Records drawn from a collection
-- Start --

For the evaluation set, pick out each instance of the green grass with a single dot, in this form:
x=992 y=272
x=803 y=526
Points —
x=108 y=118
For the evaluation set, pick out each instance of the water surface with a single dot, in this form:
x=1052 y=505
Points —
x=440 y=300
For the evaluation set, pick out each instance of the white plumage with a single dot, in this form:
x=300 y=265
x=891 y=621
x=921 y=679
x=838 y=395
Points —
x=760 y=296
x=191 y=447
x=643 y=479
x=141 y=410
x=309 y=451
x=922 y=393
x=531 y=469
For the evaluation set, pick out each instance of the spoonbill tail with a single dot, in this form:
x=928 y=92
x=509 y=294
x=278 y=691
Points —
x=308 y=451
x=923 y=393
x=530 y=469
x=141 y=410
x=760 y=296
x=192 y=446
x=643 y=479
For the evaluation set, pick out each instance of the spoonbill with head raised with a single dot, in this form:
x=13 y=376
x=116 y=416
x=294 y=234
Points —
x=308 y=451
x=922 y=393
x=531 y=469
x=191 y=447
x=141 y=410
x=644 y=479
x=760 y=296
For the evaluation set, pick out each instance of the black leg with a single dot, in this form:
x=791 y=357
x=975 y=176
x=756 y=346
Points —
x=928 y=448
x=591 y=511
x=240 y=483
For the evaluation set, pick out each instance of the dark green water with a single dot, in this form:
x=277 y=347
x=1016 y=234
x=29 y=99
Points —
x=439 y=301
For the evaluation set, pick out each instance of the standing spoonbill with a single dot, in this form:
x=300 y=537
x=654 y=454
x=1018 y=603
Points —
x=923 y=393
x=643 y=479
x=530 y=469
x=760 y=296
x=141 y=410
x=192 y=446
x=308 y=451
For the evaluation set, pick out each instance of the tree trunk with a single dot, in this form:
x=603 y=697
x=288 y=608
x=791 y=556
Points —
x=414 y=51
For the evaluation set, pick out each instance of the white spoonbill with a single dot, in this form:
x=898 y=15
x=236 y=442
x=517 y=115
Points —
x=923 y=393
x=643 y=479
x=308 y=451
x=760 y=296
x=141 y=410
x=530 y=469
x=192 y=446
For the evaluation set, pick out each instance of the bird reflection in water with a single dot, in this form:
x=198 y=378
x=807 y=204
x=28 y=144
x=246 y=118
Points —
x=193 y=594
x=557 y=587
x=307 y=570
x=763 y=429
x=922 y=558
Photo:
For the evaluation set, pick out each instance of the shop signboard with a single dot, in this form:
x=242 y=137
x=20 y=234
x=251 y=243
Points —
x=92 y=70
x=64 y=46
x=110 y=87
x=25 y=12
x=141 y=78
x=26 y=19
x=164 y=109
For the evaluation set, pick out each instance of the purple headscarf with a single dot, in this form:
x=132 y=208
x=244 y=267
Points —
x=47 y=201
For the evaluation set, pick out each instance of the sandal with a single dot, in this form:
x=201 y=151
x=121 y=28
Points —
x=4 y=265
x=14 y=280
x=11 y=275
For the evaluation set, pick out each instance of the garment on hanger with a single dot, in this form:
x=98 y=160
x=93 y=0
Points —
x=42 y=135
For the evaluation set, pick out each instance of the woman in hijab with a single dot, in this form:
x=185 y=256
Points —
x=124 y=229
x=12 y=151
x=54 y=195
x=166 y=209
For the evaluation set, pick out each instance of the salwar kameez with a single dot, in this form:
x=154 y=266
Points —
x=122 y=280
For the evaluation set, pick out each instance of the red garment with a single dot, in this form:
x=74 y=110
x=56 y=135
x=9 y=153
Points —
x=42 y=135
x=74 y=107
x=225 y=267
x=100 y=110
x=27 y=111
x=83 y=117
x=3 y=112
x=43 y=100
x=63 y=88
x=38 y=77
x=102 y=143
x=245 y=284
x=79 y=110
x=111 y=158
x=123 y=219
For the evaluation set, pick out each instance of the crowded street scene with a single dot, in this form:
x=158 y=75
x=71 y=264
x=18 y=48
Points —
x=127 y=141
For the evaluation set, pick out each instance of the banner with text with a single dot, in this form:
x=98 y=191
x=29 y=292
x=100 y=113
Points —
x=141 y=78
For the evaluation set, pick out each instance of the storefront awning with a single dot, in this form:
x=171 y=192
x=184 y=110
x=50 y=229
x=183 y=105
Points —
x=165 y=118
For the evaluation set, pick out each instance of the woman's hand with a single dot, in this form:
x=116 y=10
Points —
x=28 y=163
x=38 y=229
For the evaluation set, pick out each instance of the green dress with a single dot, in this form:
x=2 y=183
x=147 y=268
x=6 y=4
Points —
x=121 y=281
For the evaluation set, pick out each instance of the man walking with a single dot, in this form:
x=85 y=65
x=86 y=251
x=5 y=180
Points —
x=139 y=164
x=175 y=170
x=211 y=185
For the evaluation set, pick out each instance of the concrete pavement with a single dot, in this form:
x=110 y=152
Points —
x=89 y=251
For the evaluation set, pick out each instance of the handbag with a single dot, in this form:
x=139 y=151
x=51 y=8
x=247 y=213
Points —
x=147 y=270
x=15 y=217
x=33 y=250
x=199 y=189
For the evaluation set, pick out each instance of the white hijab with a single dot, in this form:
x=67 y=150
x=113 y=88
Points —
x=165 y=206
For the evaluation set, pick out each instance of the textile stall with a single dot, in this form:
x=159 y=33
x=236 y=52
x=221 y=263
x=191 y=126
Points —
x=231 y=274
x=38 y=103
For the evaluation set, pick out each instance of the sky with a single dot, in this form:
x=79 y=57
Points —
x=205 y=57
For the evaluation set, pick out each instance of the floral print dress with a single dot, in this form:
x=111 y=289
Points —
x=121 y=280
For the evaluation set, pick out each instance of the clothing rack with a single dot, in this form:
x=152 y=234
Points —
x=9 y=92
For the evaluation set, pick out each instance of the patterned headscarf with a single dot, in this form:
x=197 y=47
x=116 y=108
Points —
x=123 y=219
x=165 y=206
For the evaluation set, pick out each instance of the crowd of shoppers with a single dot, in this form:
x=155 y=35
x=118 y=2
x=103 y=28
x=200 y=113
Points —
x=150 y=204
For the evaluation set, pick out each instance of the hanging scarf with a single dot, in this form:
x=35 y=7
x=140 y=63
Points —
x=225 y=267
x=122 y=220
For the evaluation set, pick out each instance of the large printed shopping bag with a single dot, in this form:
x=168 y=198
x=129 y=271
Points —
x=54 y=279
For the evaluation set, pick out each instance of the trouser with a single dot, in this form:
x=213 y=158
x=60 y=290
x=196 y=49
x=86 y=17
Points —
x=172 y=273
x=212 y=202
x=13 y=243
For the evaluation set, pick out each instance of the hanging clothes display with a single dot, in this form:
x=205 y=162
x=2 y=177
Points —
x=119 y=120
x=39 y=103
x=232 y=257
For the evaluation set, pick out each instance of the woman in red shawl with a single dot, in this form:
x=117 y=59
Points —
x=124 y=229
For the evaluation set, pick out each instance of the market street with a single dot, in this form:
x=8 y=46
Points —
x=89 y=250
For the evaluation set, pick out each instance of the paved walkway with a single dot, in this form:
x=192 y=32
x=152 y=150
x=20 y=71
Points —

-- End --

Render every line of the listing above as a JSON list of strings, one string per line, omitting any blank lines.

ANSWER TO THIS PROBLEM
[
  "For the evaluation set, pick out each instance of the green grass with a single dot, in this form:",
  "x=992 y=272",
  "x=803 y=526",
  "Points —",
  "x=108 y=118",
  "For the evaluation set, pick out each instance of the water surface with a single dot, in this form:",
  "x=1052 y=505",
  "Points —",
  "x=440 y=300",
  "For the evaluation set, pick out each instance of the white plumage with a single dot, in this form:",
  "x=300 y=265",
  "x=891 y=621",
  "x=921 y=679",
  "x=838 y=395",
  "Points —",
  "x=760 y=296",
  "x=191 y=447",
  "x=643 y=479",
  "x=141 y=410",
  "x=309 y=451",
  "x=922 y=393",
  "x=531 y=469",
  "For the evaluation set, pick out each instance of the spoonbill tail with a single dot, in this form:",
  "x=928 y=92",
  "x=509 y=294",
  "x=278 y=691",
  "Points —",
  "x=308 y=451",
  "x=923 y=393",
  "x=530 y=469",
  "x=141 y=410",
  "x=760 y=296",
  "x=192 y=446",
  "x=643 y=479",
  "For the evaluation set, pick out each instance of the spoonbill with head raised with a single dot, in this form:",
  "x=13 y=376",
  "x=116 y=416",
  "x=294 y=234",
  "Points —",
  "x=308 y=451",
  "x=922 y=393",
  "x=531 y=469",
  "x=191 y=447",
  "x=141 y=410",
  "x=644 y=479",
  "x=760 y=296",
  "For the evaluation set, pick out each instance of the black leg with a single dot, in this form:",
  "x=791 y=357",
  "x=975 y=176",
  "x=756 y=346",
  "Points —",
  "x=928 y=448",
  "x=591 y=511",
  "x=240 y=483",
  "For the evaluation set, pick out each instance of the dark green water with a single dot, in this form:",
  "x=277 y=347",
  "x=1016 y=234",
  "x=29 y=99",
  "Points —",
  "x=439 y=301",
  "For the evaluation set, pick out each instance of the standing spoonbill with a single dot, in this form:",
  "x=300 y=537",
  "x=654 y=454",
  "x=1018 y=603",
  "Points —",
  "x=923 y=393",
  "x=643 y=479",
  "x=530 y=469",
  "x=760 y=296",
  "x=141 y=410",
  "x=192 y=446",
  "x=308 y=451",
  "For the evaluation set, pick out each instance of the tree trunk with a single dot, in this form:",
  "x=603 y=697",
  "x=288 y=608",
  "x=791 y=556",
  "Points —",
  "x=414 y=51",
  "For the evaluation set, pick out each instance of the white spoonbill with a single dot, in this form:",
  "x=898 y=15",
  "x=236 y=442",
  "x=517 y=115",
  "Points —",
  "x=923 y=393",
  "x=643 y=479",
  "x=308 y=451",
  "x=760 y=296",
  "x=141 y=410",
  "x=530 y=469",
  "x=192 y=446",
  "For the evaluation set, pick out each instance of the bird reflection in water with a single dot, in this form:",
  "x=198 y=378",
  "x=807 y=204",
  "x=28 y=144",
  "x=246 y=118",
  "Points —",
  "x=193 y=594",
  "x=557 y=587",
  "x=307 y=570",
  "x=763 y=429",
  "x=922 y=558",
  "Photo:",
  "For the evaluation set, pick out each instance of the shop signboard with a single dot, in this form:",
  "x=242 y=137",
  "x=20 y=234",
  "x=251 y=243",
  "Points —",
  "x=92 y=70",
  "x=64 y=46",
  "x=110 y=87",
  "x=25 y=12",
  "x=141 y=78",
  "x=26 y=19",
  "x=164 y=109",
  "For the evaluation set, pick out each instance of the purple headscarf with a single dot, in this form:",
  "x=132 y=208",
  "x=244 y=267",
  "Points —",
  "x=47 y=201",
  "For the evaluation set, pick out each instance of the sandal with a single dot, in this form:",
  "x=201 y=151",
  "x=121 y=28",
  "Points —",
  "x=4 y=265",
  "x=14 y=280",
  "x=11 y=275",
  "For the evaluation set, pick out each instance of the garment on hanger with a single dot, in this form:",
  "x=98 y=160",
  "x=93 y=0",
  "Points —",
  "x=42 y=135",
  "For the evaluation set, pick out each instance of the woman in hijab with a single dot, in this form:",
  "x=185 y=256",
  "Points —",
  "x=124 y=229",
  "x=12 y=151",
  "x=54 y=195",
  "x=166 y=209",
  "For the evaluation set, pick out each instance of the salwar kameez with a single dot, in this form:",
  "x=154 y=266",
  "Points —",
  "x=122 y=280",
  "For the evaluation set, pick out each instance of the red garment with a single dot, in this form:",
  "x=74 y=110",
  "x=56 y=135",
  "x=9 y=153",
  "Points —",
  "x=42 y=135",
  "x=74 y=107",
  "x=225 y=267",
  "x=100 y=110",
  "x=27 y=111",
  "x=83 y=117",
  "x=3 y=112",
  "x=43 y=100",
  "x=63 y=88",
  "x=38 y=77",
  "x=102 y=143",
  "x=245 y=284",
  "x=79 y=110",
  "x=111 y=158",
  "x=123 y=219",
  "For the evaluation set, pick out each instance of the crowded street scene with a single dot, in this form:",
  "x=158 y=75",
  "x=71 y=264",
  "x=18 y=48",
  "Points —",
  "x=127 y=141",
  "For the evaluation set, pick out each instance of the banner with text with a single dot, in this form:",
  "x=98 y=191",
  "x=29 y=292",
  "x=100 y=113",
  "Points —",
  "x=141 y=78",
  "For the evaluation set, pick out each instance of the storefront awning with a single dot, in this form:",
  "x=171 y=192",
  "x=184 y=110",
  "x=50 y=229",
  "x=183 y=105",
  "Points —",
  "x=165 y=118",
  "For the evaluation set, pick out each instance of the woman's hand with a single dot, in this form:",
  "x=116 y=10",
  "Points —",
  "x=28 y=163",
  "x=38 y=229",
  "For the evaluation set, pick out each instance of the green dress with a single dot, in this form:",
  "x=2 y=183",
  "x=147 y=268",
  "x=6 y=4",
  "Points —",
  "x=121 y=281",
  "For the evaluation set, pick out each instance of the man walking with a single dot, in this form:",
  "x=85 y=65",
  "x=86 y=251",
  "x=5 y=180",
  "Points —",
  "x=139 y=164",
  "x=175 y=170",
  "x=211 y=185",
  "For the evaluation set, pick out each instance of the concrete pavement with a single dot, in this form:",
  "x=110 y=152",
  "Points —",
  "x=89 y=251",
  "For the evaluation set, pick out each instance of the handbag with a single dot, in this form:",
  "x=139 y=151",
  "x=51 y=8",
  "x=247 y=213",
  "Points —",
  "x=147 y=270",
  "x=15 y=217",
  "x=33 y=250",
  "x=199 y=189",
  "For the evaluation set, pick out each instance of the white hijab with a single dot, in this form:",
  "x=67 y=150",
  "x=113 y=88",
  "Points —",
  "x=165 y=206",
  "For the evaluation set, pick out each instance of the textile stall with a single dot, in this form:",
  "x=159 y=33",
  "x=236 y=52",
  "x=221 y=263",
  "x=191 y=126",
  "Points —",
  "x=231 y=274",
  "x=38 y=103",
  "For the evaluation set, pick out each instance of the sky with a single dot, in this form:",
  "x=79 y=57",
  "Points —",
  "x=205 y=57",
  "For the evaluation set, pick out each instance of the floral print dress with a single dot, in this form:",
  "x=111 y=289",
  "Points —",
  "x=121 y=280",
  "For the evaluation set, pick out each instance of the clothing rack with a single dot, in this form:",
  "x=152 y=234",
  "Points —",
  "x=9 y=92",
  "For the evaluation set, pick out each instance of the patterned headscarf with a single dot, in this form:",
  "x=197 y=47",
  "x=116 y=108",
  "Points —",
  "x=123 y=219",
  "x=165 y=206",
  "For the evaluation set, pick out each instance of the crowd of shoppers with a single dot, in this form:",
  "x=155 y=35",
  "x=118 y=2",
  "x=103 y=28",
  "x=200 y=113",
  "Points —",
  "x=150 y=204",
  "For the evaluation set, pick out each instance of the hanging scarf with a single dot, in this form:",
  "x=35 y=7",
  "x=140 y=63",
  "Points —",
  "x=225 y=267",
  "x=122 y=220",
  "For the evaluation set, pick out each instance of the large printed shopping bag with a single dot, in this form:",
  "x=168 y=198",
  "x=129 y=271",
  "Points —",
  "x=54 y=279",
  "For the evaluation set, pick out each instance of the trouser with a single dot, in this form:",
  "x=213 y=158",
  "x=60 y=290",
  "x=196 y=49",
  "x=86 y=17",
  "Points —",
  "x=172 y=273",
  "x=212 y=202",
  "x=13 y=243",
  "For the evaluation set, pick out each instance of the hanging clothes display with a single dot, in this form:",
  "x=205 y=162",
  "x=2 y=177",
  "Points —",
  "x=119 y=120",
  "x=39 y=103",
  "x=232 y=257",
  "For the evaluation set, pick out each instance of the woman in red shawl with a single dot, in this form:",
  "x=117 y=59",
  "Points —",
  "x=124 y=229",
  "For the evaluation set, pick out each instance of the market street with a single dot, in this form:",
  "x=8 y=46",
  "Points —",
  "x=89 y=250",
  "For the evaluation set, pick out each instance of the paved walkway with a single dot, in this form:",
  "x=192 y=32",
  "x=152 y=150",
  "x=20 y=71",
  "Points —"
]